+++ Excerpt provided

Conservative humourist P J O’Rourke once observed, after flying over West and East Germany, that one should probably try to avoid public policy mistakes you can see from 20,000 feet up.
Then there are public policy mistakes one can see from orbit.
The two Germanys and the two Koreas constituted natural public policy experiments. Take a nation sharing a common language and culture that was previously united. Divide it, have one part run as a command economy, the other as a mixed-market economy. Run for 40, 50, 60 years and see how things turn out.
Not that they are the only such natural experiments. Take a double continent. Have disease and invasion decimate the existing inhabitants so that European settlers and their descendants become the dominant population. Have most of one continent run by British institutions and all the rest run by Iberian institutions. Run for 100, 200, 300 years and see how things turn out.
(Pause for joke: an American asks a Mexican why do the Mexicans hate us? The Mexican replies that you stole half our country. What’s more, you stole the half with all the paved roads.)
Or, take two large islands each with previously dense economic connections to a mainland run by a revolutionary republic that blocks all direct trade with the large island off its coast and appears to threaten invasion so that each island seeks support from a distant Power hostile to the relevant revolutionary republic. Have both run by dictatorships for decades, where each of the original dictators is succeeded by a family member. Have one island run as a command economy, the other as a mixed-market economy. Run for 50, 60 years and see how things turn out. (The families are, of course, the Chiangs and the Castros. In ironies of history; consider the question whether contemporary China follows more the ideas of Chiang Kai-shek or of Mao Zedong? One wit has observed that the CPC has been trying to become the KMT while the KMT has been trying to become the DPP.)
Sometimes, a single graph can indicate how bad a regime is [Sometimes, appalling government can be merely a factor in a much bigger crisis] (via).
Since 1960, US life expectancy has gone up fairly steadily while Brazilian life expectancy has gone up faster (albeit from a lower base). This is not because Brazil is better governed than the US. It is because it is usually easier to be a late adopter of technology–you already know what works.
Up until 1985, Rhodesia-cum-Zimbabwe was doing the faster rate of improvement thing, like Brazil and many other countries. Even though it had a civil war from 1964-1979. In 1980, Robert Mugabe came to power, becoming effective dictator in 1987.
He proceeded to preside over a collapse in life-expectancy. More recently, things have got a bit better on life expectancy, according to the above estimates, but even on generous estimates Zimbabwean life expectancy has only just got to where it was under colonial rule 60 years ago.

++++++
+++ Records provided

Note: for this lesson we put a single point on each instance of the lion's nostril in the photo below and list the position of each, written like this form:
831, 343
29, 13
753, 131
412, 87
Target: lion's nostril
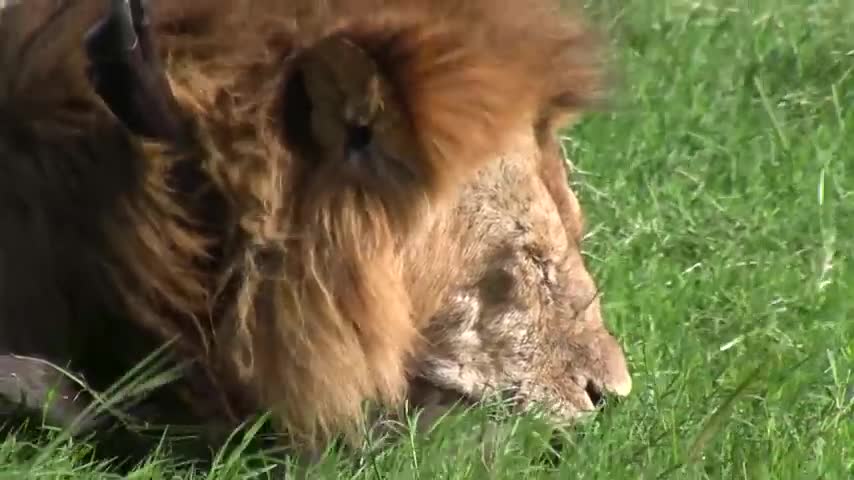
597, 398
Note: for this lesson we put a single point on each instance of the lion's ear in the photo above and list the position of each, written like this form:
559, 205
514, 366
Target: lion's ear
338, 103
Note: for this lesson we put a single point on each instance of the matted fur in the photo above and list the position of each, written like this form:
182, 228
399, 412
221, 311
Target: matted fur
275, 264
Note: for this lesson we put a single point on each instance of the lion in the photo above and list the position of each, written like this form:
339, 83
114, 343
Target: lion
312, 205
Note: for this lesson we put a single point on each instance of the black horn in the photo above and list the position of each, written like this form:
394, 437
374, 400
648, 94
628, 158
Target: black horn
126, 71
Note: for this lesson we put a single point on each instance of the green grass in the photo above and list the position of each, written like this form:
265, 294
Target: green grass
719, 193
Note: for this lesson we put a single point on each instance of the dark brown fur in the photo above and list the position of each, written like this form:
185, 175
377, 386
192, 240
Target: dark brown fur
277, 263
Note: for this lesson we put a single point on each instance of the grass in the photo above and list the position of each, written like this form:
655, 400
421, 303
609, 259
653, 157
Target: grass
719, 193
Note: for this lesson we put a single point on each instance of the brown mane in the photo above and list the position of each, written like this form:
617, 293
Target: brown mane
265, 259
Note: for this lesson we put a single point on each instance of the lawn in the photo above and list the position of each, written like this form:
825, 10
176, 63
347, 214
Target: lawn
719, 194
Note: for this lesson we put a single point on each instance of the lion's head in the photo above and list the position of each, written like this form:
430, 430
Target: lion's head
367, 202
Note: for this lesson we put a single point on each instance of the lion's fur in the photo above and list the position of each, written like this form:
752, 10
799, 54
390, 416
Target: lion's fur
276, 267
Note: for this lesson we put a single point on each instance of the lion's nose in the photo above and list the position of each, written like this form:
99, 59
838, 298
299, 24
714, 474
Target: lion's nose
613, 376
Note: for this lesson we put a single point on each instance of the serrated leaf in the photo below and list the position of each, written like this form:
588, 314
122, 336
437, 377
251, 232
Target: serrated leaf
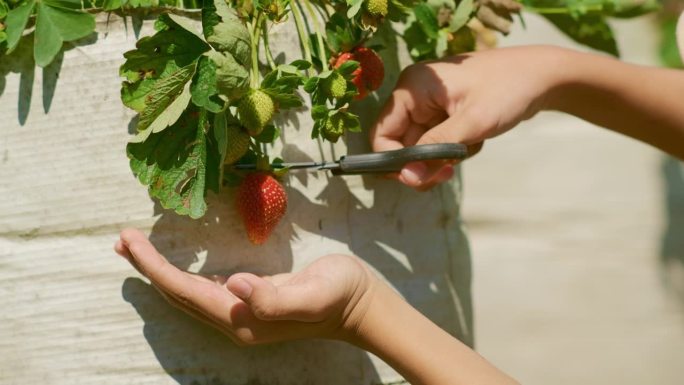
111, 5
354, 7
163, 53
186, 23
16, 22
590, 30
173, 164
311, 84
166, 102
4, 8
203, 88
301, 64
54, 26
155, 58
226, 32
427, 20
319, 111
232, 79
462, 14
269, 134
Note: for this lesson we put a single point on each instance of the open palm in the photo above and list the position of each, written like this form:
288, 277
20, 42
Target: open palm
320, 301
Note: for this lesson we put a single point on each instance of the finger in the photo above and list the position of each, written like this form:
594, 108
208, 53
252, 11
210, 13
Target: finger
392, 123
191, 311
420, 174
305, 301
165, 276
455, 129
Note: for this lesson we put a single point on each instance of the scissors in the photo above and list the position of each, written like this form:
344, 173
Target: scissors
377, 162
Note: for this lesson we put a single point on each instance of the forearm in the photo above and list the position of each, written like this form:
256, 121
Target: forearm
645, 103
417, 348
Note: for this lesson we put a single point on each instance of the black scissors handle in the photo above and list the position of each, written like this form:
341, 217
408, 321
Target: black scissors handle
394, 161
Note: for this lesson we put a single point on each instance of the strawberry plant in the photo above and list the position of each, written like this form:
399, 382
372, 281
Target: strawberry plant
207, 93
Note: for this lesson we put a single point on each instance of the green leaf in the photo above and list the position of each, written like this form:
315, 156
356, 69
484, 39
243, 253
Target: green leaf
163, 53
111, 5
354, 7
155, 58
232, 79
203, 89
634, 8
427, 20
16, 22
319, 111
590, 30
4, 8
462, 14
54, 26
311, 84
173, 164
166, 102
230, 35
269, 134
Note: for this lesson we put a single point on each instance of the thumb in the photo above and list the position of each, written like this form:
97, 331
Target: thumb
428, 173
455, 129
295, 302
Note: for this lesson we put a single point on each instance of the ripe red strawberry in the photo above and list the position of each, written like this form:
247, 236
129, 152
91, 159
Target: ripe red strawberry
368, 77
261, 202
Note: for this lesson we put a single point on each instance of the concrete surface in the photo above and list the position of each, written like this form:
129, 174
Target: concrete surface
577, 242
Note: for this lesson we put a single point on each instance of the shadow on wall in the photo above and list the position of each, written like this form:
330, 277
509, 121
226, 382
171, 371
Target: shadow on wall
21, 61
672, 250
420, 226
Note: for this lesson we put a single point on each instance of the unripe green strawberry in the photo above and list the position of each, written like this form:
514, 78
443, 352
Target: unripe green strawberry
255, 110
334, 128
262, 203
237, 144
335, 85
377, 8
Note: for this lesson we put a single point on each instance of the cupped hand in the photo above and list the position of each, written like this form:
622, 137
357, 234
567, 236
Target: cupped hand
463, 99
325, 300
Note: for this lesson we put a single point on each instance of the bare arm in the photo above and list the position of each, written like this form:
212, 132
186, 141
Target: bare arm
336, 297
476, 96
645, 103
417, 348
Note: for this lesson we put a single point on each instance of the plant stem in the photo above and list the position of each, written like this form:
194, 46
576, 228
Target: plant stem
303, 37
319, 35
561, 10
267, 47
255, 29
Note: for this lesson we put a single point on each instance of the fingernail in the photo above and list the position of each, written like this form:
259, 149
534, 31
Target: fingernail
241, 288
413, 174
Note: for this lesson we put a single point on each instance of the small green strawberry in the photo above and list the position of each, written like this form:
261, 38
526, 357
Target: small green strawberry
261, 202
334, 128
237, 144
255, 110
377, 8
335, 85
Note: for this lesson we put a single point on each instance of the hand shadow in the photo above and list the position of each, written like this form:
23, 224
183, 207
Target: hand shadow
672, 245
388, 225
193, 353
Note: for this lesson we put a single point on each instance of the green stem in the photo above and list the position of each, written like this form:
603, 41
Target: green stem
267, 47
319, 34
303, 37
560, 10
255, 29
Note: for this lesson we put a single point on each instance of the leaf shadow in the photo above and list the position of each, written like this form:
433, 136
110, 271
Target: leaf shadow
21, 62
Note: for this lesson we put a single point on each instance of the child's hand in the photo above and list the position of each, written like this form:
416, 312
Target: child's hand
464, 99
327, 299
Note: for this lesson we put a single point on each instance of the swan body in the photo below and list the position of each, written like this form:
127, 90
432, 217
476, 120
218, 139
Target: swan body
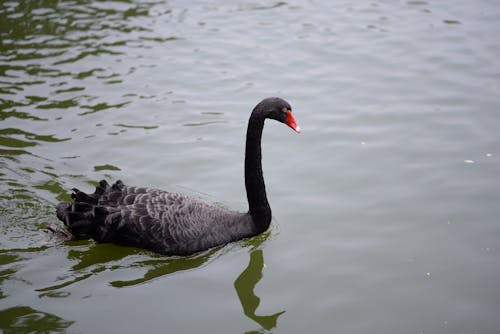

++++++

What to work on:
[a] List every person named by full name in the text on natural public policy experiments.
[b] Continue the text on natural public policy experiments from the point where it stops.

Responses by task:
[a] P J O'Rourke, Chiang Kai-shek, Mao Zedong, Robert Mugabe

[b]
The prime culprit is the HIV/AIDS crisis in Zimbabwe. While this is a severe problem throughout the continent, particularly in Southern Africa, Zimbabwe has
managed a particularly high level of disaster precisely because it has been so [has experienced this crisis while being] appalling mismanaged by Mugabe’s regime. The political repression and stunning economic mismanagement of Mugabe’s regime has generated millions of refugees. Zimbabwean hyperinflation became so extreme it could no longer be effectively measured and the Zimbabwean currency has been entirely abandoned, while the blatant cronyism of land redistribution made property rights extremely insecure. (I have previously discussed the dynamics of hyperinflation.)
Such a level of social disruption (including decay of basic health infrastructure) obviously makes a disease crisis
that much worse that [that much harder to deal with]. Even though HIV transmission in Africa is overwhelmingly heterosexual, campaigns politically targeting the queer community have also not helped.
In the midst of this social agony, a local (black) journalist caused a stir some years ago when he wrote a column Come Back Ian Smith, All Is Forgiven.
New Zealand political scientist Xavier Marquez’s work on the irrelevance of legitimacy and the dynamics of personality cults is very relevant. Mugabe has very much been the centre of a cult of personality while Rhodesia was much better governed under minority white rule than Zimbabwe has been under Mugabe. Sadly, how well a government actually governs has limited connection to whether it is of a form which is deemed desirable or justifiable. Or proves to be sustainable.
That the regime has so grotesquely failed the aspirations which gave it birth simply adds an extra level of failure to a regime already presiding over enormous amounts of it. Though, perhaps it provided a useful horrible example for post-apartheid South Africa, which has managed much better. (Having Nelson Mandela as your post-minority rule leader probably helps too.)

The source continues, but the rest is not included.